=== EXERCISE REQUIREMENTS ===
List every line in the material below that contains the word "metal".

[Dataset excerpts on pointing at objects]
══════

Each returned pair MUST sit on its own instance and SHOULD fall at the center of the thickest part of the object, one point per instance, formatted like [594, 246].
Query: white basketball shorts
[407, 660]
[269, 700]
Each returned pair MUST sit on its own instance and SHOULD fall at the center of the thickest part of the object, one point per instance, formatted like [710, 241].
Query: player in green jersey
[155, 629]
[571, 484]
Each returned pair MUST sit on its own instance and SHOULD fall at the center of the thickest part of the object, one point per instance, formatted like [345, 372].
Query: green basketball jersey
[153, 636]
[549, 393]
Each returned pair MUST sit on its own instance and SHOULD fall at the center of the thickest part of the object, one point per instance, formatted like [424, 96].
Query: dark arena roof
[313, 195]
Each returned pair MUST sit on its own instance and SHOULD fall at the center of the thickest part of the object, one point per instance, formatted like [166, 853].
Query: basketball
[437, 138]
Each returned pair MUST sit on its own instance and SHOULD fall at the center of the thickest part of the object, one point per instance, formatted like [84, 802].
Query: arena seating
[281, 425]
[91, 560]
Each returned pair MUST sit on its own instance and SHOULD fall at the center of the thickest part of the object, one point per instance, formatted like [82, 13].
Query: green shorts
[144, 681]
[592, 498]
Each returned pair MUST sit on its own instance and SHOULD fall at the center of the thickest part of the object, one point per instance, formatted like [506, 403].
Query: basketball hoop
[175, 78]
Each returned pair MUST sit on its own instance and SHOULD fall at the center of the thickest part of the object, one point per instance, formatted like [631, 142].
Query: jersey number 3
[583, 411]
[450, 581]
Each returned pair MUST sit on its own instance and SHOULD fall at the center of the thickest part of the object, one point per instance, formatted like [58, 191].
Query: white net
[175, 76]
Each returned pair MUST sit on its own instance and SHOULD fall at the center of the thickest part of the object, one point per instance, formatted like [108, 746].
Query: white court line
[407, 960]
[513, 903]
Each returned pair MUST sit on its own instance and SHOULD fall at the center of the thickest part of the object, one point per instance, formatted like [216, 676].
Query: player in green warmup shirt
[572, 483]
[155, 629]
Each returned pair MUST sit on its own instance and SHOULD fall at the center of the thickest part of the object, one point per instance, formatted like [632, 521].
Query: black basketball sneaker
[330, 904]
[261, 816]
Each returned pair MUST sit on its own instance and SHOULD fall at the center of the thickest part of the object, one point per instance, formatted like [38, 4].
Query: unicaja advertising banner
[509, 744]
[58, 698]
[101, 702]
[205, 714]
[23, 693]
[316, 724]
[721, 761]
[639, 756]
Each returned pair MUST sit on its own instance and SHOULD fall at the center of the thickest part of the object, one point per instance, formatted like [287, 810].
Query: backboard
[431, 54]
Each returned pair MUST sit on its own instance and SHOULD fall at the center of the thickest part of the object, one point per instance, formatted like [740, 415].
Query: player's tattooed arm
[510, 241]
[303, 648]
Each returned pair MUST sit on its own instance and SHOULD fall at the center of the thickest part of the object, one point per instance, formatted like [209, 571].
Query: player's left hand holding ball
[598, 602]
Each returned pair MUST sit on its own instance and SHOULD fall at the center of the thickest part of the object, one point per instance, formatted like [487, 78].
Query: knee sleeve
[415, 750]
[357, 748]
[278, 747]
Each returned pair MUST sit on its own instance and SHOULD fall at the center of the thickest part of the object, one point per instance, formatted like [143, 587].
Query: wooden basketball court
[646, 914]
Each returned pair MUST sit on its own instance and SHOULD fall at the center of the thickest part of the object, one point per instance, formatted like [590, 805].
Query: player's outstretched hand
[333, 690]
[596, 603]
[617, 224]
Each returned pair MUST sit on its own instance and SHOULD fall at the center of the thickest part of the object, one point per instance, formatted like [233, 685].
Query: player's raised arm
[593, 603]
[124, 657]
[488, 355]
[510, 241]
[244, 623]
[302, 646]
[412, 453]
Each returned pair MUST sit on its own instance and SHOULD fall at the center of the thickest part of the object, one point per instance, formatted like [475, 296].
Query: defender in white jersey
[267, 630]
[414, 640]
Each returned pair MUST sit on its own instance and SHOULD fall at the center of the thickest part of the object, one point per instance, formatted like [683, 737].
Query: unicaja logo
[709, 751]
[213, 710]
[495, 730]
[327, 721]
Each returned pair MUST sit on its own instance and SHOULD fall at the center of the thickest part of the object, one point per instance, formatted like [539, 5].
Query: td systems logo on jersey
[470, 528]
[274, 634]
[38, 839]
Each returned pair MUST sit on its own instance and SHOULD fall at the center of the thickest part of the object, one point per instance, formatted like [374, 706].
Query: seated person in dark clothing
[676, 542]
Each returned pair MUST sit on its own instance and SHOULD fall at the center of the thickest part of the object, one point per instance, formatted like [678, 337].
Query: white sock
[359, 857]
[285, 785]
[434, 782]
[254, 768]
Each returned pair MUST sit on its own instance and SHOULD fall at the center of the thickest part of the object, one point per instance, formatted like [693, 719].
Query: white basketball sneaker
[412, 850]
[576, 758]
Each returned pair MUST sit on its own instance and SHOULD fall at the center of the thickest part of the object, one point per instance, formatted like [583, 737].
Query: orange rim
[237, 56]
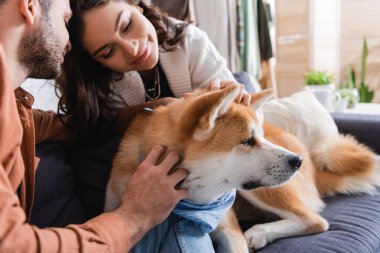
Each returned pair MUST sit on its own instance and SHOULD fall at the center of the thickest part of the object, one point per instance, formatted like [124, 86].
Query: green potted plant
[319, 80]
[349, 88]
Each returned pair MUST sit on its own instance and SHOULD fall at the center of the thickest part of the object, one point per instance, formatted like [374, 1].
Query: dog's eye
[249, 142]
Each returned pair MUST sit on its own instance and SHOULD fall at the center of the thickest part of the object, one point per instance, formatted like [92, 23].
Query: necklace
[155, 92]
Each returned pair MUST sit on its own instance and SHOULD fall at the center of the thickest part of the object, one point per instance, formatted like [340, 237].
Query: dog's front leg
[228, 236]
[297, 219]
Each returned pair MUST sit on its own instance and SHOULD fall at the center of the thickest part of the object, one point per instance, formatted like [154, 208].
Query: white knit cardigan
[194, 64]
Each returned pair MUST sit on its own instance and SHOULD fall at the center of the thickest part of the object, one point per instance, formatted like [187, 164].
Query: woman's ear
[140, 9]
[28, 9]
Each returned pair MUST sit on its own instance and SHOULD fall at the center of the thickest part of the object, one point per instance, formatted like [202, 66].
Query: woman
[125, 54]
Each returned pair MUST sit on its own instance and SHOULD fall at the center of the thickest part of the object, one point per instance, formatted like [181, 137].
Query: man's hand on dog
[151, 193]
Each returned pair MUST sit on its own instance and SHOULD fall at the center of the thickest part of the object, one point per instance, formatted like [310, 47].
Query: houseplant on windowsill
[319, 80]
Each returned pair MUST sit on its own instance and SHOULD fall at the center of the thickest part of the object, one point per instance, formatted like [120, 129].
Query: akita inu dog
[227, 146]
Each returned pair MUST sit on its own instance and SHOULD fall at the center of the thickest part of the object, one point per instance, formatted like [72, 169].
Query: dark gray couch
[71, 185]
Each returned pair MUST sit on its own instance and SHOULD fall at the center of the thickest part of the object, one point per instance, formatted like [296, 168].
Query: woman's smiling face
[120, 37]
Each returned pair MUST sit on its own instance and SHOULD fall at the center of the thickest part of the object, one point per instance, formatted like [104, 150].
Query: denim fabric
[175, 235]
[208, 216]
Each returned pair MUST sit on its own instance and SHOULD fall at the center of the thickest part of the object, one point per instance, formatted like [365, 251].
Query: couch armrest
[366, 128]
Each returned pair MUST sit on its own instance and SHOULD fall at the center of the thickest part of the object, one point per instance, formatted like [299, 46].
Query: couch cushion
[55, 203]
[92, 165]
[354, 227]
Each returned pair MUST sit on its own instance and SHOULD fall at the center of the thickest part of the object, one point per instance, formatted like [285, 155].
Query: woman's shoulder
[191, 30]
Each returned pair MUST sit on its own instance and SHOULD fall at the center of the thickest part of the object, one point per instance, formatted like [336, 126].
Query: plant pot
[352, 94]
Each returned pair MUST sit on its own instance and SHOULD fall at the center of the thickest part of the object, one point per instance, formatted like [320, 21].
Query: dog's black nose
[295, 161]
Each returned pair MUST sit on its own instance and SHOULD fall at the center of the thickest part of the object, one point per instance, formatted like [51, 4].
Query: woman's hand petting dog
[151, 193]
[243, 97]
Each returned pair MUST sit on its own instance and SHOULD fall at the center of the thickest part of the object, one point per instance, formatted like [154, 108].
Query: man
[33, 42]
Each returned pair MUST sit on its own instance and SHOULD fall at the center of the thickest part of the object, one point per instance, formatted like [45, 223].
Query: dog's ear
[260, 98]
[201, 114]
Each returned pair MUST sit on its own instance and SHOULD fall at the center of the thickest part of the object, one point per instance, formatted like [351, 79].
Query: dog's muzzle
[295, 162]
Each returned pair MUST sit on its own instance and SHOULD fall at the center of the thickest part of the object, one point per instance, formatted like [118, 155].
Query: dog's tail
[346, 166]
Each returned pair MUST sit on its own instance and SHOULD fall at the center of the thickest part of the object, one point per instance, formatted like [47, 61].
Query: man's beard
[40, 53]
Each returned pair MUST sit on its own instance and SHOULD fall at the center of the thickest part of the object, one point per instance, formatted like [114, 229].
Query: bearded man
[33, 42]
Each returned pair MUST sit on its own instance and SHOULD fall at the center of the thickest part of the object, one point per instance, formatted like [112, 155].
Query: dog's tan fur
[209, 125]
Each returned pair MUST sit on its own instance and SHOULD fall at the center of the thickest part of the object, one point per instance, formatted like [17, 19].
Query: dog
[332, 163]
[227, 146]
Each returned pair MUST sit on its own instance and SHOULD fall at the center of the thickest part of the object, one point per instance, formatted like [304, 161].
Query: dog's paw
[256, 237]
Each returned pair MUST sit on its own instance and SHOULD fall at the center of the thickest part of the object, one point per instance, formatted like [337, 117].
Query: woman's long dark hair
[85, 84]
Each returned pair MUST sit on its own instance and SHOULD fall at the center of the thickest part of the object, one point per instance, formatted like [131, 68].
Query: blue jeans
[174, 235]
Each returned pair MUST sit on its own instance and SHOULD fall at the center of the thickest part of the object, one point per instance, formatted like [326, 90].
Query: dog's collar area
[148, 109]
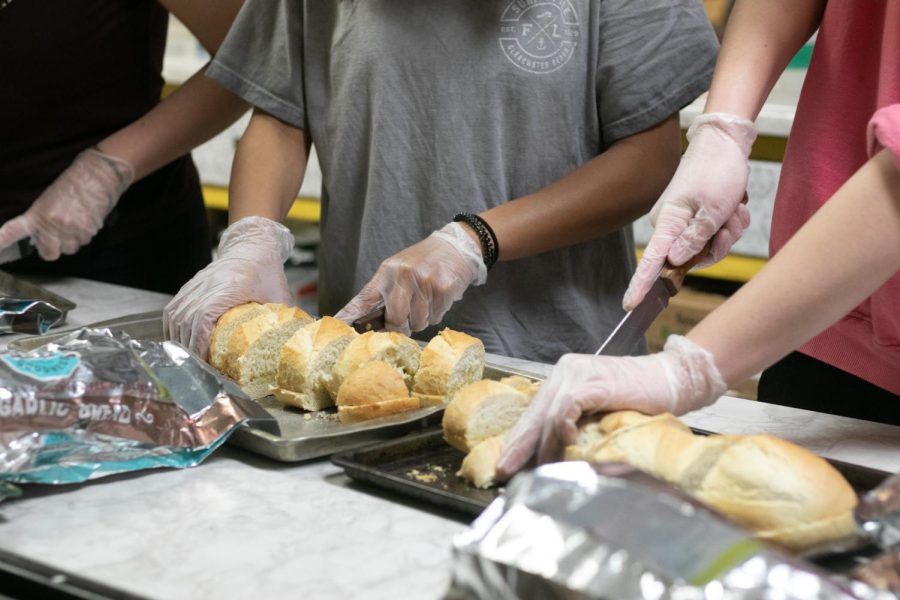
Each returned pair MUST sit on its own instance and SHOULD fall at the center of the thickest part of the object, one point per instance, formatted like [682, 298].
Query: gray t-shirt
[422, 109]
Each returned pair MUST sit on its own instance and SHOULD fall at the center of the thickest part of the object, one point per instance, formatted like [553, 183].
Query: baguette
[306, 361]
[221, 333]
[256, 366]
[451, 360]
[482, 410]
[779, 491]
[394, 348]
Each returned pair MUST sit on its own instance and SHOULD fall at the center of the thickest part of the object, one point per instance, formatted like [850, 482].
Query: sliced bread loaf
[394, 348]
[257, 366]
[306, 363]
[451, 360]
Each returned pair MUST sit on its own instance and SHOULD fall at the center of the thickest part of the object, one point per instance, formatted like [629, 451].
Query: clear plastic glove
[418, 285]
[71, 210]
[681, 378]
[702, 202]
[249, 267]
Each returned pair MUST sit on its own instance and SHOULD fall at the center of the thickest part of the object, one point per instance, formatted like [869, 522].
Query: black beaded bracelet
[490, 249]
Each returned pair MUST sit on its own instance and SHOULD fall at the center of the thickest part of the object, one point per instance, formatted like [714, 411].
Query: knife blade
[631, 329]
[17, 250]
[373, 321]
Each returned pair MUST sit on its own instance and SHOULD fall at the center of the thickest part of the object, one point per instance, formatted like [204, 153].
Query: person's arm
[68, 214]
[419, 284]
[834, 262]
[603, 195]
[268, 169]
[192, 114]
[760, 39]
[703, 201]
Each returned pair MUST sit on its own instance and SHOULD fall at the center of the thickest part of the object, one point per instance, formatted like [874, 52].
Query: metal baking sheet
[424, 467]
[304, 435]
[14, 287]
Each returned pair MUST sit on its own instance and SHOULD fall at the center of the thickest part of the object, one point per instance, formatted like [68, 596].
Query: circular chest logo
[539, 36]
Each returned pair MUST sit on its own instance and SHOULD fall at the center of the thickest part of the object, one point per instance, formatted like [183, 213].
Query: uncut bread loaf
[451, 360]
[306, 363]
[396, 349]
[374, 390]
[779, 491]
[257, 363]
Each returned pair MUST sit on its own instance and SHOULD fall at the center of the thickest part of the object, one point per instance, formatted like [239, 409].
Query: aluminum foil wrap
[98, 402]
[27, 316]
[576, 530]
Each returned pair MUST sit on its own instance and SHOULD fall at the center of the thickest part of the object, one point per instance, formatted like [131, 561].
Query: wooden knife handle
[674, 276]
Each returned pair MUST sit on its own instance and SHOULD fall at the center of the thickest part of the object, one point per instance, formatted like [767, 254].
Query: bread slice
[481, 410]
[394, 348]
[374, 390]
[480, 465]
[221, 333]
[256, 367]
[451, 360]
[306, 363]
[355, 414]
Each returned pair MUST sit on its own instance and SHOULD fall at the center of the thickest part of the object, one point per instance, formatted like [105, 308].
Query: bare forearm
[268, 169]
[760, 39]
[598, 197]
[193, 114]
[842, 255]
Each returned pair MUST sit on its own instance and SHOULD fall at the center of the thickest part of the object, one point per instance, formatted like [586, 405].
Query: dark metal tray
[424, 466]
[14, 287]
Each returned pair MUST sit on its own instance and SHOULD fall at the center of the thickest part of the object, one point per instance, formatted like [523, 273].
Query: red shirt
[855, 71]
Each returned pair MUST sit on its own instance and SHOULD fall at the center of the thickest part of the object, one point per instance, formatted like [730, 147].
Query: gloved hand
[71, 210]
[249, 267]
[418, 285]
[702, 202]
[681, 378]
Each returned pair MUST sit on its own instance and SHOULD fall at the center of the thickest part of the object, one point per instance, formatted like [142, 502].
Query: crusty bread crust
[779, 491]
[306, 362]
[354, 414]
[218, 341]
[459, 422]
[450, 360]
[389, 346]
[480, 465]
[374, 382]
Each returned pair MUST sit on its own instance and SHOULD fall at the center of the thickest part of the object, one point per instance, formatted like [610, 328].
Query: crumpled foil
[98, 402]
[575, 530]
[878, 513]
[27, 316]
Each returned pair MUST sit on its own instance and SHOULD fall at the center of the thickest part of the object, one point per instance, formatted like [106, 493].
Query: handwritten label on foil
[43, 368]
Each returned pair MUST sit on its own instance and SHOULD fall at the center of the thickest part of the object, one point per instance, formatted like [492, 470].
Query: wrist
[738, 129]
[483, 235]
[260, 231]
[469, 249]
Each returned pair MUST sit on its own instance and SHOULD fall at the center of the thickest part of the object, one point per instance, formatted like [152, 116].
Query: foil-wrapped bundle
[98, 402]
[27, 316]
[575, 530]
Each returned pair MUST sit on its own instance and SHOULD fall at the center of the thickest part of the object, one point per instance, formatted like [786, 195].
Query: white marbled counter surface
[242, 526]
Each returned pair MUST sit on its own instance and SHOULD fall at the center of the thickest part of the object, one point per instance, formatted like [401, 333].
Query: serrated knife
[631, 329]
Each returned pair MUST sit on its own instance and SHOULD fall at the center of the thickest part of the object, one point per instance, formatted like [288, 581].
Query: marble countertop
[242, 526]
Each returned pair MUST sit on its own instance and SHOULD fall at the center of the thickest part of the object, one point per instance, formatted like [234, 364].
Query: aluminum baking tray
[14, 287]
[424, 467]
[304, 435]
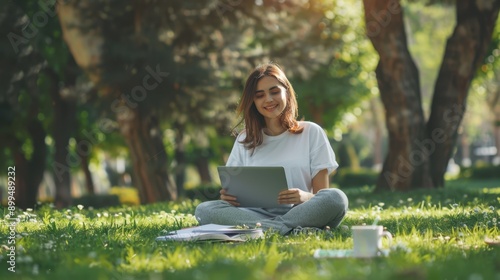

══════

=== RESPONSE FOR THIS EXERCISE ===
Query: metal baking sheet
Query: dark metal tray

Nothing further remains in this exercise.